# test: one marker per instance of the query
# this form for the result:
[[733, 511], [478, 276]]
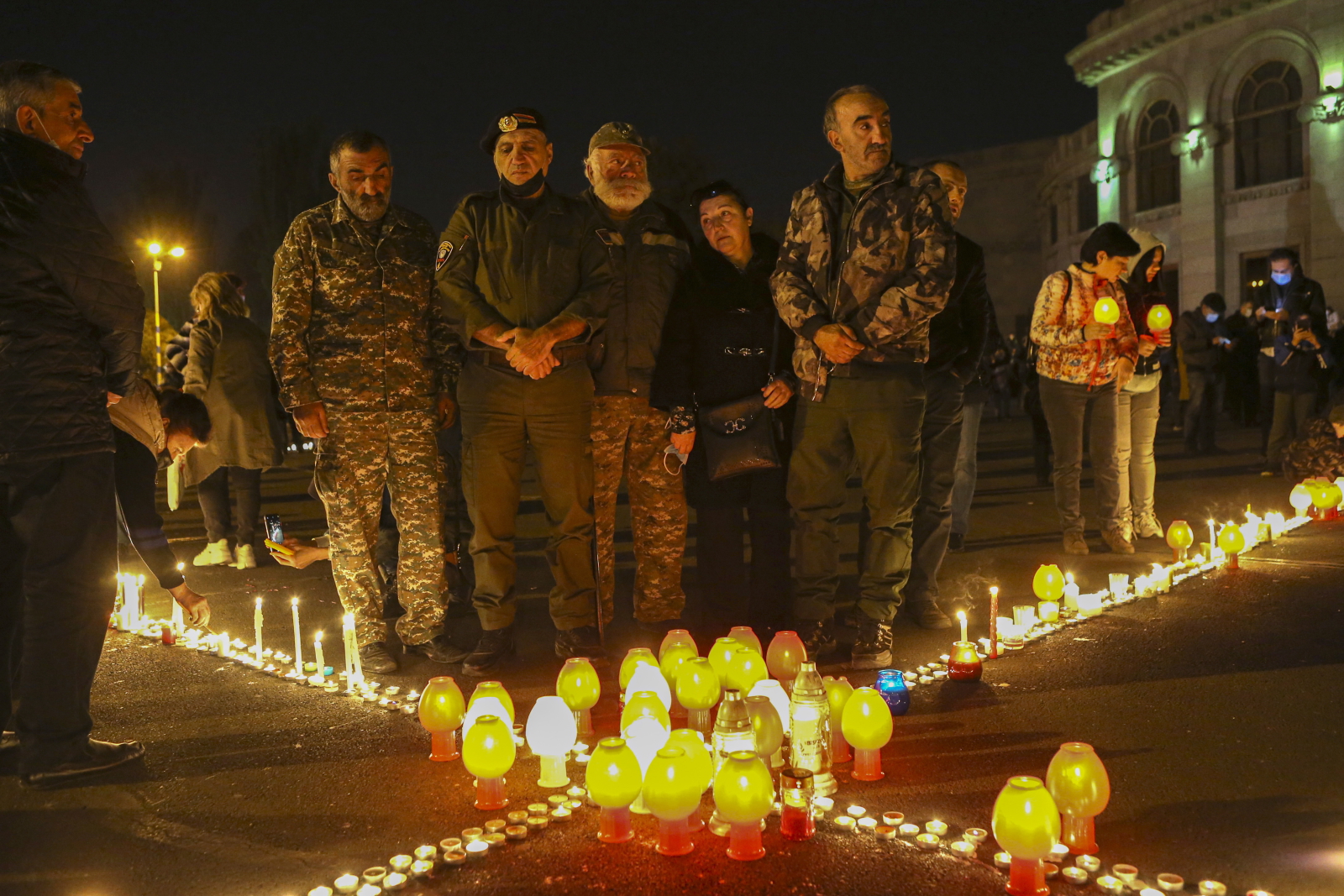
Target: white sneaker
[[217, 553], [246, 558]]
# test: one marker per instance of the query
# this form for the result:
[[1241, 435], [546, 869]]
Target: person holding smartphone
[[1301, 360]]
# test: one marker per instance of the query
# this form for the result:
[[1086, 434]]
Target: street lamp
[[156, 250]]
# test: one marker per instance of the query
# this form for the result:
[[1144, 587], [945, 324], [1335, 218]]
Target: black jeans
[[1066, 409], [940, 443], [58, 566], [722, 570], [213, 493], [1206, 401]]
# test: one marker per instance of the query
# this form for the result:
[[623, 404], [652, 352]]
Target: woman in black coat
[[722, 342]]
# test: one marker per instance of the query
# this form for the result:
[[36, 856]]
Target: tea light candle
[[1126, 873], [1074, 875]]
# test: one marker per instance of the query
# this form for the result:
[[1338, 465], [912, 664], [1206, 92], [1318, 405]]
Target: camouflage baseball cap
[[517, 118], [617, 134]]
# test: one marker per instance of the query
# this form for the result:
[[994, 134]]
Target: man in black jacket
[[651, 251], [958, 338], [71, 328], [1277, 302]]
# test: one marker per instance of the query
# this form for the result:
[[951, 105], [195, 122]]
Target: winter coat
[[138, 416], [228, 369], [885, 278], [1195, 338], [1142, 296], [1301, 296], [1063, 308], [649, 254], [717, 344], [71, 312], [958, 333]]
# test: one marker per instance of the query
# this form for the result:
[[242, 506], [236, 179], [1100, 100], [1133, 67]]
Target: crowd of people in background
[[727, 372]]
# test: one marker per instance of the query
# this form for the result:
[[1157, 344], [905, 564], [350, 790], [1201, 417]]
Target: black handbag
[[739, 437]]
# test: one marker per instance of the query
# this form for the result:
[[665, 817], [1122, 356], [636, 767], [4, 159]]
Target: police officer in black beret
[[523, 273]]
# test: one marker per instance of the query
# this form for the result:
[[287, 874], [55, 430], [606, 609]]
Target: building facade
[[1220, 128]]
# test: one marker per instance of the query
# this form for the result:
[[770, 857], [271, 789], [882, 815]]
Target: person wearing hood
[[524, 275], [723, 342], [1139, 401]]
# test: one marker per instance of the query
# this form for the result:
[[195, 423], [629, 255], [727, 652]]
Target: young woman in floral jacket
[[1085, 363]]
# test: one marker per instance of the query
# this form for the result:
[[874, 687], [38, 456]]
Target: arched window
[[1269, 137], [1156, 170]]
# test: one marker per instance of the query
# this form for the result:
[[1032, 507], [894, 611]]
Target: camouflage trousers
[[360, 456], [629, 439]]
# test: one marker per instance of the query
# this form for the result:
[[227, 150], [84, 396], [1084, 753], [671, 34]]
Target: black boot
[[438, 649], [873, 647], [94, 758], [375, 658], [581, 642], [491, 651]]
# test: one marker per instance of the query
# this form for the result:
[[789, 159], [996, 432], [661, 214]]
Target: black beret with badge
[[517, 118]]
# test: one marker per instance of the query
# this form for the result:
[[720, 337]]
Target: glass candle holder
[[963, 664], [796, 820]]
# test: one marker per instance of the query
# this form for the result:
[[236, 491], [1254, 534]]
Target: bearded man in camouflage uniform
[[869, 258], [651, 250], [365, 364]]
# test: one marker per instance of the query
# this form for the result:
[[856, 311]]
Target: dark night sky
[[192, 83]]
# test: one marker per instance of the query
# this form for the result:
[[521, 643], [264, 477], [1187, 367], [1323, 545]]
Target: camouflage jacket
[[885, 277], [1316, 453], [499, 266], [355, 320]]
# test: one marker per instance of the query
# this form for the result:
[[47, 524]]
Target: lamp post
[[155, 251]]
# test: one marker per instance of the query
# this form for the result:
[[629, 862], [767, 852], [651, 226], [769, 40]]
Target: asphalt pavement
[[1215, 708]]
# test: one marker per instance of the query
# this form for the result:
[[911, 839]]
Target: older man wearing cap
[[523, 273], [651, 250]]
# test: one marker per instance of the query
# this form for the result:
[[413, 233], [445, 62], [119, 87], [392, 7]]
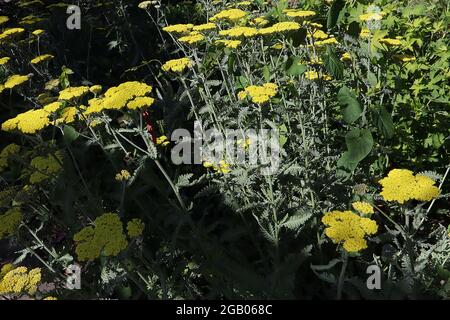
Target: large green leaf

******

Scale the lines above, from the first one through the line holding "[[156, 250]]", inclusive, reproducing every line with requests included but multiplying only the point coordinates in the answers by 2.35 and rounding to whole numbers, halves up. Leave the pictures out.

# test: one marker per instance of the query
# this form for the result:
[[733, 511], [478, 276]]
Target: white sneaker
[[510, 1300], [578, 1311]]
# test: one marker per instance of the query
# this form for the result:
[[1241, 435], [546, 869]]
Target: person holding smartphone
[[3057, 846]]
# test: one marker per instance of the query
# this form for the result:
[[1086, 434]]
Target: street lamp
[[367, 588]]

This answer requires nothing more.